> [TEXT EXCERPT]:
Skip to content

Derived Features & Privacy Boundary

Status & scope

  • Stage: IMPLEMENTED
  • Module: parallax/ops/fusion/derived_features.py
  • Milestone: M5 (EU AI Act Compliance)

Purpose

Raw PII must never cross a federation boundary. The EU AI Act (Articles 10, 12, 15), GDPR Article 25 (data protection by design and by default), and the data minimisation principle all require that entity resolution operates on the minimum data necessary.

Derived features solve this by applying one-way transforms to PII fields before wire exchange. A name becomes a Soundex code, a date of birth becomes a year, a phone number becomes a SHA-256 hash. The scoring engine then operates on these derived values using appropriate metrics. The result: federation-grade entity resolution without any federate seeing another's raw PII.

Three guarantees:

  1. No raw PII in derived vectors — every field is transformed before leaving the node.
  2. One-way transforms — derived values cannot be reversed to recover the original.
  3. Reduced precision — derived values deliberately discard detail (postcode area, birth year) to limit re-identification risk.

> [PROBLEMS TO WORK ON]:
1/ In the derived features page, what does a date of birth become after its one-way transform?
2/ Please copy the listing from its start through the line containing "[0,230,402,676]", including both ends, and leave the pictures out.
The derived features page and the listing are unrelated to each other.

Rows from a dataset for labeling boxes:
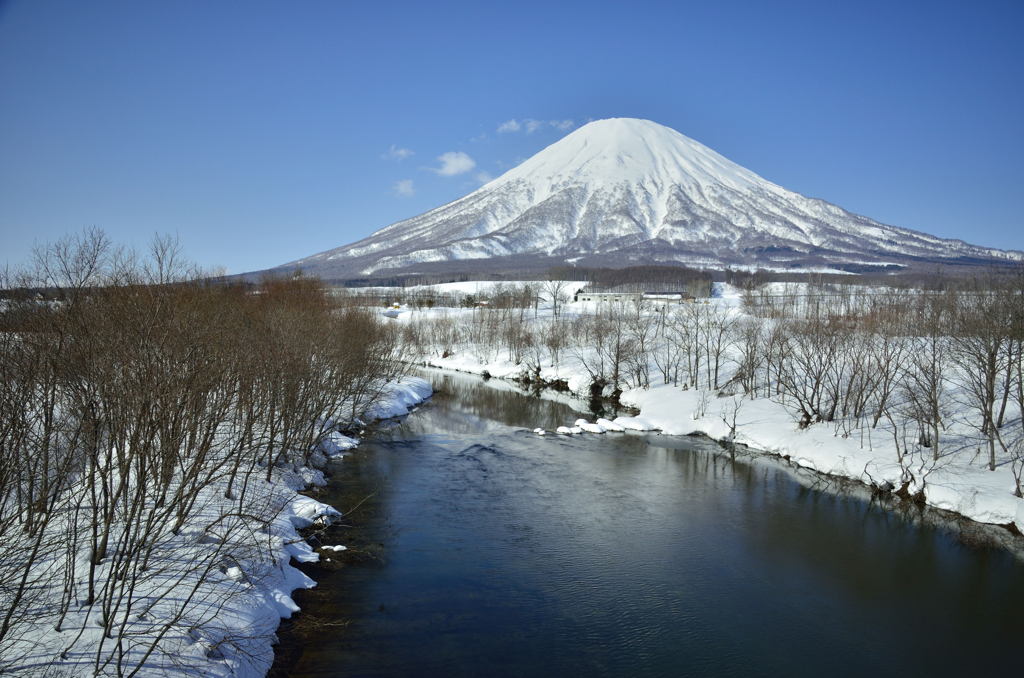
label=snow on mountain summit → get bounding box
[501,118,768,189]
[280,118,1024,279]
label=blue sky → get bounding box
[0,0,1024,272]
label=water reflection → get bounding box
[280,378,1024,676]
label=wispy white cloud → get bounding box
[498,118,575,134]
[432,151,476,176]
[391,179,416,198]
[381,143,416,160]
[498,118,522,134]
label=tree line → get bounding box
[404,271,1024,496]
[0,230,402,676]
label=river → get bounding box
[274,373,1024,677]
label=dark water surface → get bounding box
[280,375,1024,676]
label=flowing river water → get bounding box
[272,373,1024,677]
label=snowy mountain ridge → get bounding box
[280,118,1024,278]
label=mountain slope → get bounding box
[280,118,1024,278]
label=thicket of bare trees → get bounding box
[406,274,1024,495]
[0,230,400,676]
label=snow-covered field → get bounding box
[0,377,432,678]
[396,284,1024,531]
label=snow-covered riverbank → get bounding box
[415,355,1024,532]
[12,377,432,678]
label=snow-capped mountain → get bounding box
[280,118,1024,279]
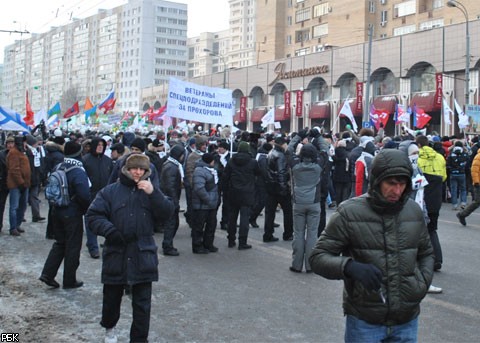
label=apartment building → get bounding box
[256,0,480,63]
[0,0,188,112]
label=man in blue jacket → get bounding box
[86,154,174,342]
[40,142,90,289]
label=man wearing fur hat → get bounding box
[184,135,208,227]
[83,137,113,259]
[108,136,160,188]
[40,142,90,289]
[7,136,31,236]
[190,153,219,254]
[25,135,45,223]
[309,149,434,342]
[45,133,65,239]
[86,154,174,342]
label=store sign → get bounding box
[295,90,303,117]
[269,62,330,86]
[283,91,292,118]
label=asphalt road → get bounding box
[0,195,480,342]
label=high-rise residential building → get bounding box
[0,0,188,112]
[256,0,480,63]
[188,0,260,82]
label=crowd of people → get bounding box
[0,122,480,342]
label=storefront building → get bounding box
[190,20,480,135]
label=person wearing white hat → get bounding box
[102,135,113,158]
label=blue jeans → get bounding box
[84,217,98,253]
[450,174,467,207]
[345,315,418,343]
[9,188,28,231]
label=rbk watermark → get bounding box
[0,333,20,342]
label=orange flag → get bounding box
[23,91,34,125]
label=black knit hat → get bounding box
[125,154,150,171]
[202,153,213,164]
[63,141,82,157]
[130,137,147,152]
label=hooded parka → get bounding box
[310,149,434,326]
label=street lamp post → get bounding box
[447,0,470,106]
[203,49,227,88]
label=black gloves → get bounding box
[106,229,126,245]
[309,128,320,138]
[344,260,382,291]
[298,129,308,140]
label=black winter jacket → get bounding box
[83,138,113,200]
[192,160,220,210]
[265,144,290,196]
[86,172,173,285]
[223,152,260,206]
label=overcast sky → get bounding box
[0,0,229,63]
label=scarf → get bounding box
[203,167,218,184]
[27,144,40,168]
[167,156,185,181]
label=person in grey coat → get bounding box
[191,153,219,254]
[86,154,174,342]
[290,143,322,273]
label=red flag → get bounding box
[415,107,432,129]
[150,105,167,121]
[23,91,34,125]
[63,101,80,119]
[100,99,117,113]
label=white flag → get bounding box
[262,107,275,127]
[340,98,358,132]
[453,99,469,129]
[443,98,453,125]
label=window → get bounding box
[368,0,375,13]
[295,8,310,23]
[295,48,309,56]
[313,2,328,18]
[432,0,443,10]
[381,11,388,23]
[313,24,328,38]
[295,30,310,43]
[418,19,443,31]
[394,0,417,17]
[393,24,416,36]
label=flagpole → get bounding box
[332,94,350,136]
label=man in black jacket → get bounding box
[223,142,260,250]
[160,143,185,256]
[40,142,90,288]
[86,154,173,342]
[263,137,293,242]
[83,137,113,259]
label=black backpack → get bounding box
[45,163,80,207]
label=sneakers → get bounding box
[427,285,443,294]
[10,229,20,236]
[104,328,118,343]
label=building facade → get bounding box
[192,20,480,135]
[256,0,480,63]
[0,0,188,112]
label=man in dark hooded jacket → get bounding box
[223,142,260,250]
[83,137,113,258]
[160,143,185,256]
[40,142,90,288]
[86,154,173,342]
[310,149,434,342]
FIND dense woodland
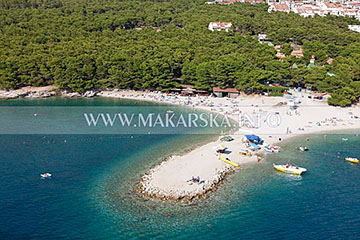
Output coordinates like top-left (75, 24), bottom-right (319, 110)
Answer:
top-left (0, 0), bottom-right (360, 106)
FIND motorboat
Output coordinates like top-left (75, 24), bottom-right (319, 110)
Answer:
top-left (299, 146), bottom-right (309, 152)
top-left (264, 145), bottom-right (279, 153)
top-left (345, 157), bottom-right (359, 164)
top-left (264, 146), bottom-right (274, 152)
top-left (273, 163), bottom-right (307, 175)
top-left (40, 173), bottom-right (52, 179)
top-left (219, 156), bottom-right (239, 167)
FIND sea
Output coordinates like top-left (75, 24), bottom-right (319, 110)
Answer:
top-left (0, 98), bottom-right (360, 240)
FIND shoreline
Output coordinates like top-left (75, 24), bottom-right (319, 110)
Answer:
top-left (0, 86), bottom-right (360, 203)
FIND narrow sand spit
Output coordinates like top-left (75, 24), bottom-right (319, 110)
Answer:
top-left (100, 91), bottom-right (360, 201)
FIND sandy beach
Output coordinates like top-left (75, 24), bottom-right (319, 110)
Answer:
top-left (99, 91), bottom-right (360, 201)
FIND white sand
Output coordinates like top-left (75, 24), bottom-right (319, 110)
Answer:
top-left (96, 88), bottom-right (360, 199)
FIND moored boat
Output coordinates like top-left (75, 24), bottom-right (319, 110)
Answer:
top-left (299, 146), bottom-right (309, 152)
top-left (345, 157), bottom-right (359, 164)
top-left (264, 145), bottom-right (279, 153)
top-left (219, 156), bottom-right (239, 167)
top-left (273, 163), bottom-right (307, 175)
top-left (40, 173), bottom-right (52, 178)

> [FINAL RESULTS]:
1/ A year.

2/
label=snow on mountain summit → get bounding box
[501,118,768,189]
[280,118,1024,279]
label=blue sky → get bounding box
[0,0,1024,272]
label=water reflection → get bounding box
[280,378,1024,676]
label=wispy white cloud → get bounding box
[498,118,575,134]
[432,151,476,176]
[391,179,416,198]
[381,143,416,160]
[498,118,522,134]
label=tree line → get bounding box
[404,271,1024,496]
[0,230,402,676]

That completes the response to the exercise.